Object location annotation data
--*--
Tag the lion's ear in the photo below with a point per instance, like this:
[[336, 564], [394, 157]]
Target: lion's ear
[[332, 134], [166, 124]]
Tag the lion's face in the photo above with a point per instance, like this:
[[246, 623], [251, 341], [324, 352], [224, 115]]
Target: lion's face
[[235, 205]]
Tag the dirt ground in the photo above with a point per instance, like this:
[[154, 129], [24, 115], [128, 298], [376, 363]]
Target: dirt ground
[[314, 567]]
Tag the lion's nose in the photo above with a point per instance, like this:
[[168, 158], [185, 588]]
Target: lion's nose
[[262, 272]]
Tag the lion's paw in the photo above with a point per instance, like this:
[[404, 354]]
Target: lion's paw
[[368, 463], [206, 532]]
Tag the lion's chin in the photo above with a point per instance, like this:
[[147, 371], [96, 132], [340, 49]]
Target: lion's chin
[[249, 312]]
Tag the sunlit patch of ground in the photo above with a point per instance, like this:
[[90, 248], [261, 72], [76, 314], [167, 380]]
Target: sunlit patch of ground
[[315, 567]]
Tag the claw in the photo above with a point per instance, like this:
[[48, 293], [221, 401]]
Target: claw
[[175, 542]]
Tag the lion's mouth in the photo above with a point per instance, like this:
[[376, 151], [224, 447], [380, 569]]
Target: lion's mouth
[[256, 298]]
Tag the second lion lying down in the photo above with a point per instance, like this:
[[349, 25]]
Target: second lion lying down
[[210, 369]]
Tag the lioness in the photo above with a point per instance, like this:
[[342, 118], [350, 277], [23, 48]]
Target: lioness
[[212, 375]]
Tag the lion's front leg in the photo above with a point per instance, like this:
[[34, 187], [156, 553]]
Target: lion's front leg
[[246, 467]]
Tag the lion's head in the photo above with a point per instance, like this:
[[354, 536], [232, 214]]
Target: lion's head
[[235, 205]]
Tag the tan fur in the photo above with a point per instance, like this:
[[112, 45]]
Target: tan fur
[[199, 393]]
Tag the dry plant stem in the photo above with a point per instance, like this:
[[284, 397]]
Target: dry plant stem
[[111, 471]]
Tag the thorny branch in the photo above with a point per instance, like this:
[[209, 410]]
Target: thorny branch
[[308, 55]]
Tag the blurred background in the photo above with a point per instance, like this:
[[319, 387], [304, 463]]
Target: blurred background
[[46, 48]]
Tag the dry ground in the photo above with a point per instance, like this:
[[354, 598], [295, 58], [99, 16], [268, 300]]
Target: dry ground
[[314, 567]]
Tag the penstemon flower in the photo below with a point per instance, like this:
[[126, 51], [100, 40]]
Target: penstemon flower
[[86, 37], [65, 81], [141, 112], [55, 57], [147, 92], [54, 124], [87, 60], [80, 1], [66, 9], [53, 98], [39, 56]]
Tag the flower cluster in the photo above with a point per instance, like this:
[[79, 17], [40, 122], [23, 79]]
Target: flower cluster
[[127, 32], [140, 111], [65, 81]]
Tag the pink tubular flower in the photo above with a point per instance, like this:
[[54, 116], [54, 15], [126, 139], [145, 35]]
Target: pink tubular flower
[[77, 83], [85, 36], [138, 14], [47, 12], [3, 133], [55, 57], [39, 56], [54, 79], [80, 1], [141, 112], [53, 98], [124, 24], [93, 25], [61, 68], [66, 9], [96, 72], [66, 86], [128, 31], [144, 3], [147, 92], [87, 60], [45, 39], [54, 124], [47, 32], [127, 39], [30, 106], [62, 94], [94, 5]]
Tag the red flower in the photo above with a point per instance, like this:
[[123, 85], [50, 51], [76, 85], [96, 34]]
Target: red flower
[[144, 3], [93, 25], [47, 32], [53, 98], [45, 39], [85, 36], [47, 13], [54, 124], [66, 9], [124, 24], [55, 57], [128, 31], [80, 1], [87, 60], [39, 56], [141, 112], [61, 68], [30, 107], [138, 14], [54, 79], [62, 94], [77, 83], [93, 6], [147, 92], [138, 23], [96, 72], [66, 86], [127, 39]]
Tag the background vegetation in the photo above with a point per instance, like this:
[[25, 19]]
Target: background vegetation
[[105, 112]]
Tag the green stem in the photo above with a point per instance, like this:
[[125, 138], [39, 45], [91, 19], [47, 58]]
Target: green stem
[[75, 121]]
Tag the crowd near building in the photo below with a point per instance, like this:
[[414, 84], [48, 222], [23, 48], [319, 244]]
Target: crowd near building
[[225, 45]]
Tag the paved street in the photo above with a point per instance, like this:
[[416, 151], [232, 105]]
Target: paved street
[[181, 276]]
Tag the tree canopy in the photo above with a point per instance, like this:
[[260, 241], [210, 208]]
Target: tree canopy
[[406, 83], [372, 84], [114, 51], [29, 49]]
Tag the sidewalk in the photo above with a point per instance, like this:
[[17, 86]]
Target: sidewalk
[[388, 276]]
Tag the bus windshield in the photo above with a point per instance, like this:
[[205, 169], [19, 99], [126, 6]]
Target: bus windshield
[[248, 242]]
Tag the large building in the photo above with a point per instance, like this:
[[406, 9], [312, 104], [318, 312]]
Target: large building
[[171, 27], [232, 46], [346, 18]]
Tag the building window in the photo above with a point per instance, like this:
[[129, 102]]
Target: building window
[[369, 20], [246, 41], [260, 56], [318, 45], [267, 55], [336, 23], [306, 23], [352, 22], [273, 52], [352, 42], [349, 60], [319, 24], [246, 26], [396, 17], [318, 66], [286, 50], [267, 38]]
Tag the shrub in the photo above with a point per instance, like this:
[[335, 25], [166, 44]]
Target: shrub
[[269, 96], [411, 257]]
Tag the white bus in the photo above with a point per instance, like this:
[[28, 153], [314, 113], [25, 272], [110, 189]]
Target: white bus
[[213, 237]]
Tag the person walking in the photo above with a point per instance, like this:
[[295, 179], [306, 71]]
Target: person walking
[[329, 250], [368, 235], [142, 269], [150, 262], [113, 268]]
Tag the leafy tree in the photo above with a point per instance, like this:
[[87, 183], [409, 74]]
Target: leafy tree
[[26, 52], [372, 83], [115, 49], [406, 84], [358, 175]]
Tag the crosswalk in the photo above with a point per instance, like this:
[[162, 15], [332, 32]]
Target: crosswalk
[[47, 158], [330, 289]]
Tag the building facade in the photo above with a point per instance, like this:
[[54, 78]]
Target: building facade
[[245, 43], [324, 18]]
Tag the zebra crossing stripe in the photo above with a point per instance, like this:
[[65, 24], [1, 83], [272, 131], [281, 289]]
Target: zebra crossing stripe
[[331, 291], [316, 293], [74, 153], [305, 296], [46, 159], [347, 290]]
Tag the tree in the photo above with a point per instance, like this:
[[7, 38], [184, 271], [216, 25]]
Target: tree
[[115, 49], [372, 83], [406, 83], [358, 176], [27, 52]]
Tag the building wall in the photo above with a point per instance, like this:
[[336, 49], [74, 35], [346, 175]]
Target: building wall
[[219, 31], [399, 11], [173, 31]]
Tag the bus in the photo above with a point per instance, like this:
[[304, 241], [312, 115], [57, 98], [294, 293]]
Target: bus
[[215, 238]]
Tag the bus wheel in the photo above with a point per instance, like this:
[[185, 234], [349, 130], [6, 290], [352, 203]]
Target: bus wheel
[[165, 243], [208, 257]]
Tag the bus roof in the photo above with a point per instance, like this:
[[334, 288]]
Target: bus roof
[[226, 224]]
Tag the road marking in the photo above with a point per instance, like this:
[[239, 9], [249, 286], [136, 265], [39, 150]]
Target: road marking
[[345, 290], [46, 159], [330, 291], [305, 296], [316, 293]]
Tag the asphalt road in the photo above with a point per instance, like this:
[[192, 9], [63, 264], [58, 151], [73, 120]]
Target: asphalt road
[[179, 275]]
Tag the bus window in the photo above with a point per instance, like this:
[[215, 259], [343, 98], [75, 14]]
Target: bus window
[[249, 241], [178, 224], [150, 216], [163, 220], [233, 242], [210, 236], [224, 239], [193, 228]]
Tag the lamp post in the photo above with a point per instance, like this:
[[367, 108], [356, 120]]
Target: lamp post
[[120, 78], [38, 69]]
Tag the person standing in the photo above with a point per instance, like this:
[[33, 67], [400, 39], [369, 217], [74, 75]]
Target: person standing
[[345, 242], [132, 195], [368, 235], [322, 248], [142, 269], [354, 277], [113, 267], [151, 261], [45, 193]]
--*--
Return the lines of the listing verbatim, from its first line through the line containing "[[315, 567]]".

Tag the lion's ear in the photo below with a point per instance, like this:
[[336, 564], [394, 157]]
Target: lion's ear
[[332, 134], [166, 124]]
Tag the lion's face in the photo above with a point per instance, like this:
[[246, 623], [251, 341], [324, 352], [224, 115]]
Target: lion's face
[[235, 205]]
Tag the dirt ground in the photo above with a point per instance, like this:
[[154, 129], [24, 115], [128, 298], [376, 363]]
Target: dirt ground
[[314, 567]]
Tag the lion's nose in the photo above with a point per instance, like this:
[[168, 158], [185, 588]]
Target: lion's nose
[[262, 272]]
Tag the lion's paw in the photo above with a point per instance, like this:
[[404, 354]]
Target: lion's paw
[[368, 463], [206, 532]]
Tag the lion's chin in the photo above with a point per instance, like this:
[[147, 371], [96, 132], [340, 49]]
Target: lion's chin
[[249, 312]]
Tag the sunlit patch of ground in the photo above with a point per instance, like this:
[[90, 248], [261, 72], [76, 314], [167, 380]]
Target: sunlit patch of ground
[[315, 567]]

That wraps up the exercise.